WORK REQUEST A: From the Speech repository page, return the passage that begins at the words "Cmdlet Windows Linux/macOS" and ends after the words "Yes No (SAPI)".
WORK REQUEST B: According to the Speech repository page, what does the Speech.Amazon module require?
WORK REQUEST C: Write what comes next on the Speech repository page, picking up after its last line.

#### TEXT BLOCK

Skip to content

yotsuda/Speech

Repository files navigation

Speech

PowerShell modules for text-to-speech (TTS) and speech-to-text (STT) across multiple providers.

.NET 8.0 PowerShell 7.4+ License: MIT

Providers

Module TTS STT Requires
Speech.Windows Offline SAPI Offline SAPI Windows 10/11
Speech.Azure 400+ neural voices Real-time streaming Azure Speech key
Speech.OpenAI 11 multilingual voices Whisper (batch) OpenAI API key
Speech.Google Standard/WaveNet/Neural2 Batch Google Cloud credential JSON
Speech.Amazon Neural/standard voices Real-time streaming AWS access key + secret key
Speech.Core (shared config, microphone, output device)

Platform Support

Cmdlet Windows Linux/macOS
Out-*Speech (all providers) Yes Yes
Read-AzureSpeech Yes Yes
Read-GoogleSpeech Yes Yes
Read-AmazonSpeech Yes Yes
Read-WindowsSpeech Yes No (SAPI)
Read-OpenAISpeech Yes No (NAudio WinMM)

Quick Start

# Windows — no setup needed
Out-WindowsSpeech "Hello, world!"

# Azure
Set-AzureSpeechConfig -Key "your-key" -Region "eastus"
Out-AzureSpeech "Hello" -Language en-US

# OpenAI
Set-OpenAISpeechConfig -Key "sk-..."
Out-OpenAISpeech "Hello" -Voice nova

# Google
Set-GoogleSpeechConfig -Credential "path/to/key.json"
Out-GoogleSpeech "Hello"

# Amazon
Set-AmazonSpeechConfig -AccessKey "AKIA..." -SecretKey "..." -Region "ap-northeast-1"
Out-AmazonSpeech "Hello" -Voice Joanna

# Speech recognition (all providers)

########
#### RAW DATA

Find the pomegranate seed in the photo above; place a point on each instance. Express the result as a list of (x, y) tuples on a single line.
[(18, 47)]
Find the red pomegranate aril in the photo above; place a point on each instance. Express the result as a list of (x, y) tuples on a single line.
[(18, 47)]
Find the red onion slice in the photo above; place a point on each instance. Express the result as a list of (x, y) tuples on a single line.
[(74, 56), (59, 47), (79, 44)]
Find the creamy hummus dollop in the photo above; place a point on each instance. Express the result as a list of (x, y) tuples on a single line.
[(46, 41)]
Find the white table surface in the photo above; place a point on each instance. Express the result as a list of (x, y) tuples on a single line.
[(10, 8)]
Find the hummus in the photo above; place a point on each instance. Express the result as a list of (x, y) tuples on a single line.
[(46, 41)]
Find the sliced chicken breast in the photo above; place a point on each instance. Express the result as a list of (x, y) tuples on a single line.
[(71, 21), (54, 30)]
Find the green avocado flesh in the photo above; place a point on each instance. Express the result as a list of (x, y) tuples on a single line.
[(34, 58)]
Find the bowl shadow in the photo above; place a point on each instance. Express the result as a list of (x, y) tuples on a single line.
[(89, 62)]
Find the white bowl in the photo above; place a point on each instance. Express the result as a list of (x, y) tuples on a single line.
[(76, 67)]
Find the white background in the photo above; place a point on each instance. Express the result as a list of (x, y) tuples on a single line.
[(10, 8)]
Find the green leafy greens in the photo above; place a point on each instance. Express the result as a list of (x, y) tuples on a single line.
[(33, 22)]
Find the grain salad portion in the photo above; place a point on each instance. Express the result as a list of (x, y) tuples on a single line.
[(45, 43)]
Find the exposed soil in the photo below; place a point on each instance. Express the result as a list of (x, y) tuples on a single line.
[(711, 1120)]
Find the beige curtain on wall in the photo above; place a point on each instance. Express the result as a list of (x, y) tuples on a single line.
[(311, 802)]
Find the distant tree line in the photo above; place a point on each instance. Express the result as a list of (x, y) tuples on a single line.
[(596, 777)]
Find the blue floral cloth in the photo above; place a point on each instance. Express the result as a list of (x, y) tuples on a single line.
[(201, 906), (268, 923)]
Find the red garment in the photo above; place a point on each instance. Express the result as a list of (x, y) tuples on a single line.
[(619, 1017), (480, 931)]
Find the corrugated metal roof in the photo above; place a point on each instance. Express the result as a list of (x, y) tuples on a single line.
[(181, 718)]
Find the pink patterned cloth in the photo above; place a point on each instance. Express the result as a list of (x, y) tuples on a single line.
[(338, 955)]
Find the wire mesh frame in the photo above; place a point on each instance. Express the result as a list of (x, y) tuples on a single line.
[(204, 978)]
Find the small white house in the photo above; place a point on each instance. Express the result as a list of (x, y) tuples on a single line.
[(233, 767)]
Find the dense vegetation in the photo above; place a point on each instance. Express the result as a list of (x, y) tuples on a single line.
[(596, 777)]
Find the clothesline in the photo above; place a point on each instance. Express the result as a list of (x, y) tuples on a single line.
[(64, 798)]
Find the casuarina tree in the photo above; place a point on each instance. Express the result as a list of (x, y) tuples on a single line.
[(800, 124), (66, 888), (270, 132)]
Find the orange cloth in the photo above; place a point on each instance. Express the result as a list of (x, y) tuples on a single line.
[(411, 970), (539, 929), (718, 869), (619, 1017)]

########

EXERCISE ANSWER A:
Cmdlet Windows Linux/macOS
Out-*Speech (all providers) Yes Yes
Read-AzureSpeech Yes Yes
Read-GoogleSpeech Yes Yes
Read-AmazonSpeech Yes Yes
Read-WindowsSpeech Yes No (SAPI)

EXERCISE ANSWER B: An AWS access key and secret key.

EXERCISE ANSWER C:
$text = Read-WindowsSpeech
$text = Read-AzureSpeech -Language ja-JP
$text = Read-OpenAISpeech -Language ja
$text = Read-GoogleSpeech -Language ja-JP
$text = Read-AmazonSpeech -Language ja-JP

Installation & Configuration

Install-PSResource Speech

With PowerShell.MCP, AI can configure everything for you:

Install-PSResource PowerShell.MCP
claude mcp add PowerShell -s user -- "$(Get-MCPProxyPath)"

Then just ask:

Install the Az module and help me create an Azure Speech resource.
Help me set up OpenAI Speech. I don't have an API key yet.
Guide me through setting up Google Cloud Speech.
Help me set up Amazon Polly with my AWS credentials.
Say 'Hello world' using Windows Speech.

Windows SAPI works offline with zero configuration — the quickest way to get started.

Settings are stored in ~/Documents/PowerShell/Modules/Speech/SpeechConfig.json. API keys are masked when displayed.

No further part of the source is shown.